- **What you need to do**
Your output must consist solely of the lines from the one containing "Each box: top-left" through the end of the records, reproduced exactly.

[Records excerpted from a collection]
-*-*-

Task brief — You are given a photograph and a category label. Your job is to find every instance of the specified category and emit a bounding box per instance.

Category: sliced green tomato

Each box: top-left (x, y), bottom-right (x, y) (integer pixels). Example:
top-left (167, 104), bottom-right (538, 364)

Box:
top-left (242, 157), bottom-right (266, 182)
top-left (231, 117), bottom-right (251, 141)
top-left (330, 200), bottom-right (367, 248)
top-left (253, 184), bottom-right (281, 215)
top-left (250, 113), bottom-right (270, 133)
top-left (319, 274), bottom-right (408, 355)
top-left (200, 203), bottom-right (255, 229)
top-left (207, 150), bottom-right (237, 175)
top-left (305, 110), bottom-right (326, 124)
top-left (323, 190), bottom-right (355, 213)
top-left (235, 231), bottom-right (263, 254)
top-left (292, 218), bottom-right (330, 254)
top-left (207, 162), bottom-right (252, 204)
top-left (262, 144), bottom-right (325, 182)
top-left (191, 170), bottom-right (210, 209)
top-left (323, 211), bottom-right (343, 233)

-*-*-

- **Answer to this problem**
Each box: top-left (x, y), bottom-right (x, y) (integer pixels). Example:
top-left (167, 104), bottom-right (538, 364)

Box:
top-left (242, 157), bottom-right (266, 182)
top-left (231, 117), bottom-right (251, 141)
top-left (330, 200), bottom-right (367, 248)
top-left (253, 184), bottom-right (281, 215)
top-left (250, 113), bottom-right (270, 133)
top-left (319, 274), bottom-right (408, 355)
top-left (200, 203), bottom-right (255, 229)
top-left (207, 150), bottom-right (237, 175)
top-left (305, 110), bottom-right (326, 124)
top-left (323, 190), bottom-right (355, 213)
top-left (235, 231), bottom-right (263, 254)
top-left (292, 218), bottom-right (330, 254)
top-left (207, 162), bottom-right (252, 204)
top-left (262, 144), bottom-right (325, 182)
top-left (191, 170), bottom-right (210, 209)
top-left (323, 211), bottom-right (343, 233)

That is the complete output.